## [STUDY TEXT]
* * * * *
Minister of Education, Youth and Sports
- In office 17 December 2021 – 29 June 2022
- Prime Minister: Petr Fiala
- Preceded by: Robert Plaga
- Succeeded by: Vladimír Balaš

Deputy Speaker of the Chamber of Deputies
- In office 12 December 2013 – 24 November 2017

Leader of STAN
- In office 16 April 2016 – 13 April 2019
- Preceded by: Martin Půta
- Succeeded by: Vít Rakušan
- In office 19 February 2009 – 28 March 2014
- Preceded by: Josef Zicha
- Succeeded by: Martin Půta

Member of the Chamber of Deputies
- In office 29 May 2010 – 8 October 2025

1st Vice-Chair of STAN
- In office 28 March 2014 – 16 April 2016
- Preceded by: Stanislav Polčák
- Succeeded by: Vít Rakušan

Mayor of Suchá Loz
- In office 2002–2010
- Succeeded by: Václav Bujáček

Personal details
- Born: 26 June 1974 (age 51) Uherské Hradiště, Czechoslovakia (now Czech Republic)
- Party: Mayors and Independents (2004-present)
- Spouse: Eva Gazdíková
- Children: 4
- Alma mater: Masaryk University
- Occupation: politician, teacher
- Website: www.gazdik.cz

= Petr Gazdík =

Czech politician

Petr Gazdík (born 26 June 1974) is a Czech politician who served as Minister of Education, Youth and Sports of the Czech Republic in the Cabinet of Petr Fiala from December 2021 to June 2022 and was a leader of Mayors and Independents party from 2009 to 2014 and 2016 to 2019. Previously he was a mayor of Suchá Loz. He is married and he has four children.

On 19 June 2022 Gazdík announced his resignation as Minister of Education, Youth and Sports in connection with his ties with businessman and lobbyist Michal Redl, he also resigned as vice-president of STAN.
* * * * *
## [SUPPLIED INFORMATION]
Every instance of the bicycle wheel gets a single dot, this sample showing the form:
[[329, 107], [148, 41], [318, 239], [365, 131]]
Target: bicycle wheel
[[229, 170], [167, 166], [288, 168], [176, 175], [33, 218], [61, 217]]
* * * * *
## [TASK STATEMENT]
From the text on Petr Gazdík, return the passage that begins at the words "- Spouse: Eva" and stops after "vice-president of STAN.". The data play no part in the work on this text.

## [EXERCISE RESULT]
- Spouse: Eva Gazdíková
- Children: 4
- Alma mater: Masaryk University
- Occupation: politician, teacher
- Website: www.gazdik.cz

= Petr Gazdík =

Czech politician

Petr Gazdík (born 26 June 1974) is a Czech politician who served as Minister of Education, Youth and Sports of the Czech Republic in the Cabinet of Petr Fiala from December 2021 to June 2022 and was a leader of Mayors and Independents party from 2009 to 2014 and 2016 to 2019. Previously he was a mayor of Suchá Loz. He is married and he has four children.

On 19 June 2022 Gazdík announced his resignation as Minister of Education, Youth and Sports in connection with his ties with businessman and lobbyist Michal Redl, he also resigned as vice-president of STAN.